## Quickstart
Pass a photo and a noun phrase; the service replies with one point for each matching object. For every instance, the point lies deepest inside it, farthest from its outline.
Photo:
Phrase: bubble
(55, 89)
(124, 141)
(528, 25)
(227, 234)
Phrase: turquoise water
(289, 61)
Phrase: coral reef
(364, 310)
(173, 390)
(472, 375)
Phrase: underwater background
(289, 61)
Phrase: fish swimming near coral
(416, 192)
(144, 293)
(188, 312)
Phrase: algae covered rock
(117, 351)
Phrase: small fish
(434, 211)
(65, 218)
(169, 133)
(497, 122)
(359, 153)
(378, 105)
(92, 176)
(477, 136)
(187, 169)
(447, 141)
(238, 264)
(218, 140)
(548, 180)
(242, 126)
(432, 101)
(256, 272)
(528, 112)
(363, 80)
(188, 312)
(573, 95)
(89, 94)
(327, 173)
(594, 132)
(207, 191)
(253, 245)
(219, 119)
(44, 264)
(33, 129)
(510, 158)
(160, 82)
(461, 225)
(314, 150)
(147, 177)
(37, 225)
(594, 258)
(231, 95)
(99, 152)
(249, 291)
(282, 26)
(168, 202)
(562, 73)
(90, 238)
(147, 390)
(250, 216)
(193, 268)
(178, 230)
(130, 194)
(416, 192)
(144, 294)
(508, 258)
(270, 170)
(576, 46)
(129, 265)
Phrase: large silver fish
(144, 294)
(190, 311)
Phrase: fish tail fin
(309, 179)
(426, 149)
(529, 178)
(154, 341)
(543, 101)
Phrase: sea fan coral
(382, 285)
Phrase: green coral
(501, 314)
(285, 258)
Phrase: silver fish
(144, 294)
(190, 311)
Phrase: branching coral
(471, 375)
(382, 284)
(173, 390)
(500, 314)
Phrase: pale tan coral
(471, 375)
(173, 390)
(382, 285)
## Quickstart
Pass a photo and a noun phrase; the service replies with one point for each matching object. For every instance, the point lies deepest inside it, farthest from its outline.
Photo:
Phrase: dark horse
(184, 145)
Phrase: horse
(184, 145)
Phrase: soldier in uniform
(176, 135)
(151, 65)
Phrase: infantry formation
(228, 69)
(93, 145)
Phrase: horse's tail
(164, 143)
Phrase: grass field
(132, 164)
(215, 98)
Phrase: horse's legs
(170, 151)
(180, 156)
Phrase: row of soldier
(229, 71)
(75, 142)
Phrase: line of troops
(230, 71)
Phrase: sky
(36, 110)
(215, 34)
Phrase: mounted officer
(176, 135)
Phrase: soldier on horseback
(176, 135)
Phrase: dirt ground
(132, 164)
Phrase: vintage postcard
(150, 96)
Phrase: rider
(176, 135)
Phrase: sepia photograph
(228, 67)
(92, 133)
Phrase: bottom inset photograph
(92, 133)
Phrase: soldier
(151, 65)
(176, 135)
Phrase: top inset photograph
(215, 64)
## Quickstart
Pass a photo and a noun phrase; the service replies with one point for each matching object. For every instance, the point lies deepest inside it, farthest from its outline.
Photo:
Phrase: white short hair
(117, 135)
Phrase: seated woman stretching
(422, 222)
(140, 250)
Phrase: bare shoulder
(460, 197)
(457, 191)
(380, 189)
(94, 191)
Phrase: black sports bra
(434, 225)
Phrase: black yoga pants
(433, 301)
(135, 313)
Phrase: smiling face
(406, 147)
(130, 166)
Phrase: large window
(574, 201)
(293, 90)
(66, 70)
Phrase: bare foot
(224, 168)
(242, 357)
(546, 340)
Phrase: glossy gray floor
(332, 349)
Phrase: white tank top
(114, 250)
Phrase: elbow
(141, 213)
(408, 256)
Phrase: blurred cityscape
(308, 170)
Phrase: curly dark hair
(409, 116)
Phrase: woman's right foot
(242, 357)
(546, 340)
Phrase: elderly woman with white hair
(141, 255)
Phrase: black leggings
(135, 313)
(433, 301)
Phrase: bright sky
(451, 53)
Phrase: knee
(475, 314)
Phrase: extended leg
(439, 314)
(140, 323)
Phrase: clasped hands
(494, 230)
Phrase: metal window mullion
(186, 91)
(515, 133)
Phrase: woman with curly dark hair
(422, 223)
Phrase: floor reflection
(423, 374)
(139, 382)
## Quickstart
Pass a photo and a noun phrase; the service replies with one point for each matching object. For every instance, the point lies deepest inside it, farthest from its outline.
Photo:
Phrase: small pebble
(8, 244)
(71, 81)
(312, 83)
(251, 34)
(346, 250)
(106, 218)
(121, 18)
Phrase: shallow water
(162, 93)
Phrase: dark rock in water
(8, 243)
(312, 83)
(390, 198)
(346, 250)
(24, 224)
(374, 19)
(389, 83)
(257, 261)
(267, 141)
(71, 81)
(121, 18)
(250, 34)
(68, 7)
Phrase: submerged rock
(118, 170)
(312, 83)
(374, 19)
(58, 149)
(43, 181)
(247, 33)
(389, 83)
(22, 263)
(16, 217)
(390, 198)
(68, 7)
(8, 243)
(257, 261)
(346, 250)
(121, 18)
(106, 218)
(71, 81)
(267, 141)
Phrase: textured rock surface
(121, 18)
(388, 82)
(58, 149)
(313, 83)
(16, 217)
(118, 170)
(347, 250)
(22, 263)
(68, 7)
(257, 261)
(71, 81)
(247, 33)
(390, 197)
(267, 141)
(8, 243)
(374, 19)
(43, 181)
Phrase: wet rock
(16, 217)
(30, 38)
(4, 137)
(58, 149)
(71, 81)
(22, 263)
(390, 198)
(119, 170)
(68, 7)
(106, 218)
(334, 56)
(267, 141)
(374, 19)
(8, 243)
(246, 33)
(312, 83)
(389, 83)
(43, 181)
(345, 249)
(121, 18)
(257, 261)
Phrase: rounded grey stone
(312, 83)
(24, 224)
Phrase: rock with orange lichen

***

◆ The exercise ◆
Switch "rounded grey stone" to "smooth gray stone" in the material from the line with "Phrase: submerged rock" through the last line, then write out only those lines with nothing else altered.

◆ Written answer ◆
Phrase: submerged rock
(118, 170)
(312, 83)
(374, 19)
(58, 149)
(43, 181)
(247, 33)
(389, 83)
(22, 263)
(16, 217)
(390, 198)
(68, 7)
(8, 243)
(257, 261)
(346, 250)
(121, 18)
(106, 218)
(71, 81)
(267, 141)
Phrase: textured rock surface
(121, 18)
(388, 82)
(58, 149)
(313, 83)
(16, 217)
(118, 170)
(347, 250)
(22, 263)
(68, 7)
(257, 261)
(71, 81)
(247, 33)
(390, 197)
(267, 141)
(8, 243)
(374, 19)
(43, 181)
Phrase: wet rock
(16, 217)
(30, 38)
(4, 137)
(58, 149)
(71, 81)
(22, 263)
(390, 198)
(119, 170)
(68, 7)
(106, 218)
(334, 56)
(267, 141)
(374, 19)
(8, 243)
(246, 33)
(312, 83)
(389, 83)
(43, 181)
(345, 249)
(121, 18)
(257, 261)
Phrase: smooth gray stone
(312, 83)
(24, 224)
Phrase: rock with orange lichen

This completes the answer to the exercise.